Goal: Count how many lines in the items below contain the word "valley". Case counts; reply with the number only.

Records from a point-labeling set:
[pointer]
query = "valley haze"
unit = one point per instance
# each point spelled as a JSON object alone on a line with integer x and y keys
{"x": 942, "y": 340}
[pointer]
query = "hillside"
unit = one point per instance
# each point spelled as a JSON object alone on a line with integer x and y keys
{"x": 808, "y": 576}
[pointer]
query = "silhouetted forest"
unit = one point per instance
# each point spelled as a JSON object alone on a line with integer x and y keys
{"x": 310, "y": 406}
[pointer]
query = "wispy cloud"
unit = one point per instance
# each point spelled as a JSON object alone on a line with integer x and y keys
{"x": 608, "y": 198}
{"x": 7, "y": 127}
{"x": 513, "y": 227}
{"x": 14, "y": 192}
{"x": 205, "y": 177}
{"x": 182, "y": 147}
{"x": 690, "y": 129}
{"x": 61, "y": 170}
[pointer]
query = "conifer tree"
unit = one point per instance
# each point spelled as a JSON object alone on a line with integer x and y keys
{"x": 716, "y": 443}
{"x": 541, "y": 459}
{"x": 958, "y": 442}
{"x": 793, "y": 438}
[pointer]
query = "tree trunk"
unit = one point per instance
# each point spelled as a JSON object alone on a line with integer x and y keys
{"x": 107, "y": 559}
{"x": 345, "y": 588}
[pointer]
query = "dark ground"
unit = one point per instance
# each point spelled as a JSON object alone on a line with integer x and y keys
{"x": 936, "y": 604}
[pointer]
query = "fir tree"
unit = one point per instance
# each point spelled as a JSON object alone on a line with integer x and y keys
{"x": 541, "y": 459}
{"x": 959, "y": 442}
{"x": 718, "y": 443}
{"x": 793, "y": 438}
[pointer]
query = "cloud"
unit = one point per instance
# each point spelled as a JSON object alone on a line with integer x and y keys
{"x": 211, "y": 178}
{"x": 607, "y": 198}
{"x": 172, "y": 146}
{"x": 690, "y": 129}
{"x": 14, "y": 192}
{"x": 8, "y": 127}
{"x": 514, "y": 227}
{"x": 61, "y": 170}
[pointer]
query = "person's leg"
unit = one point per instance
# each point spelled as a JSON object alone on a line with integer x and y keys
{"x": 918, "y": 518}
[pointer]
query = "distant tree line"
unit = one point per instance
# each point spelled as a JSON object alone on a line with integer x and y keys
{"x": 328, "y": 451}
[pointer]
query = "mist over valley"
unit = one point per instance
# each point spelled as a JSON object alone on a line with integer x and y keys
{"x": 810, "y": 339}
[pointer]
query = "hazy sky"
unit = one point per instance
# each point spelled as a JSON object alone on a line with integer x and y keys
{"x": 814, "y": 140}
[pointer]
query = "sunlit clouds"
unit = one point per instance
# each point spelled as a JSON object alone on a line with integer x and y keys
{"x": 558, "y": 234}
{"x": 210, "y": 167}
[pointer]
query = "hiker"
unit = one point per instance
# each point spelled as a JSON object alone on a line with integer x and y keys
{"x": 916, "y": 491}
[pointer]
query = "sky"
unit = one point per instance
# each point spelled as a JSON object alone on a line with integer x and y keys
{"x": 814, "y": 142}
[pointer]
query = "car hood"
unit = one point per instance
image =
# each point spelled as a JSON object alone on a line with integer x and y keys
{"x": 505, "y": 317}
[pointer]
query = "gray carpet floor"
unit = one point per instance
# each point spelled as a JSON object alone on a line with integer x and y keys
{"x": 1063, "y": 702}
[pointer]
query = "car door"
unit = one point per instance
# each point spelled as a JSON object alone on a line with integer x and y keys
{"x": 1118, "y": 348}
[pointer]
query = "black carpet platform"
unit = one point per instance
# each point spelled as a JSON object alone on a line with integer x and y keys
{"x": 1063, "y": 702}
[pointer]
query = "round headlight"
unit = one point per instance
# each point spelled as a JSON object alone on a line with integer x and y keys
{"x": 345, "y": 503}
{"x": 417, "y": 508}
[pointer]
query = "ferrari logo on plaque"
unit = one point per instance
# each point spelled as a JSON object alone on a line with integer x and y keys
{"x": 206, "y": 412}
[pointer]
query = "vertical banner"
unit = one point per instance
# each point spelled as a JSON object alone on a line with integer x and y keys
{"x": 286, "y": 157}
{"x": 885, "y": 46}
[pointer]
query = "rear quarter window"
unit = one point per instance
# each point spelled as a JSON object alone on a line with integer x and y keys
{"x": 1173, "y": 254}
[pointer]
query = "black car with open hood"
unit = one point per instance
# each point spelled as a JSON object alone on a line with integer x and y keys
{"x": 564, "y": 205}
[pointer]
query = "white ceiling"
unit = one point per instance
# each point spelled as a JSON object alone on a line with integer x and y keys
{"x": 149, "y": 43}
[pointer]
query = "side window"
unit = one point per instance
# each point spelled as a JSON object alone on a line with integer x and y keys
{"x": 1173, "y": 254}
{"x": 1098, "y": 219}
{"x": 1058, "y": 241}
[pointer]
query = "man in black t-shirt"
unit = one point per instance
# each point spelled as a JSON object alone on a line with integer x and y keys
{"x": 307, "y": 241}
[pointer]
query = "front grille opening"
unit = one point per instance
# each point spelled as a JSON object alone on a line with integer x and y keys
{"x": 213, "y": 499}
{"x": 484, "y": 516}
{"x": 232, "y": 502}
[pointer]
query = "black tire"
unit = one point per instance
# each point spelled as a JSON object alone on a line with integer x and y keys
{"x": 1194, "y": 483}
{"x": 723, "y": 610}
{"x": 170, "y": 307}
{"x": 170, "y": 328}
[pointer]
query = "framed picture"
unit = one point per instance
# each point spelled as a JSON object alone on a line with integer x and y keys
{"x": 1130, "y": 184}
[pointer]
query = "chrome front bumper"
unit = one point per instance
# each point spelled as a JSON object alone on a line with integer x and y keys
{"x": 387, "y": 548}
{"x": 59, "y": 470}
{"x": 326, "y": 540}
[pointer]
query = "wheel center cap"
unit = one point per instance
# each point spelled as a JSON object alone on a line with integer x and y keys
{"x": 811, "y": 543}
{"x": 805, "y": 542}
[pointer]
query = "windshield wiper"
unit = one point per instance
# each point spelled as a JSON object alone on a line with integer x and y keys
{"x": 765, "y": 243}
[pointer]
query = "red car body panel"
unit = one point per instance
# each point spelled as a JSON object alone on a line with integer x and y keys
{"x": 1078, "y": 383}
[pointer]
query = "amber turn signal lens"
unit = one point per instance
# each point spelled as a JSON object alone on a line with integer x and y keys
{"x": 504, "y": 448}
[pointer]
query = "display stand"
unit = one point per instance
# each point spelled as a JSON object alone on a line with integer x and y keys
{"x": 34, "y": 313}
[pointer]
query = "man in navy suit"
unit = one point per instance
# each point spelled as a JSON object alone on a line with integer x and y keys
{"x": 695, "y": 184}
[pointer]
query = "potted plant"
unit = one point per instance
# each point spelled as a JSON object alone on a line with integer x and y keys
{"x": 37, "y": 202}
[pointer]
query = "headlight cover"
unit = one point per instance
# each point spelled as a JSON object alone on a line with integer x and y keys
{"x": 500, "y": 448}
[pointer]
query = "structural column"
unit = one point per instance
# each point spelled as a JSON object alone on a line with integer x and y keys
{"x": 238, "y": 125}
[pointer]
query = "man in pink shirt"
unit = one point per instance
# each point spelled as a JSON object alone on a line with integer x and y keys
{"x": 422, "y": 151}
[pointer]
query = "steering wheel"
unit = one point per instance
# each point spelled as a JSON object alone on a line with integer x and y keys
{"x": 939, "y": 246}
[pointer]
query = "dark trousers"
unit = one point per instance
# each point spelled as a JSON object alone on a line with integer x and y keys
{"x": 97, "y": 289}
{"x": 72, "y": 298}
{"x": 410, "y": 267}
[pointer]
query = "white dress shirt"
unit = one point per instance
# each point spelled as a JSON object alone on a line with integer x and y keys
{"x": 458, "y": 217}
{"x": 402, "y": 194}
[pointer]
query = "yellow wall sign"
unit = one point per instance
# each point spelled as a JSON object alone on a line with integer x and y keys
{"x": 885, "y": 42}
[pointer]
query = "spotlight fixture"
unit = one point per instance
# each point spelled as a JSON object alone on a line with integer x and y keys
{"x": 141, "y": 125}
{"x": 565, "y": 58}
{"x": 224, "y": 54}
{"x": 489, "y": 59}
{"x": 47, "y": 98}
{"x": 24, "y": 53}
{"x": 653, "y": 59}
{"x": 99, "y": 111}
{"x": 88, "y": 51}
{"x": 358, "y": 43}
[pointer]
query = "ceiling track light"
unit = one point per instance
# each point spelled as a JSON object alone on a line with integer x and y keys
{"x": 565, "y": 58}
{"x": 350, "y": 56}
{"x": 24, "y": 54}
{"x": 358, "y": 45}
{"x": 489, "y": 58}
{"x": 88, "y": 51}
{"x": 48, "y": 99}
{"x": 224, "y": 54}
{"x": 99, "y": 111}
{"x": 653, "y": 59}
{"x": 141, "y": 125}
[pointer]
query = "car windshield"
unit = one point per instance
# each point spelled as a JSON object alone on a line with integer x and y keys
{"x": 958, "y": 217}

The answer: 2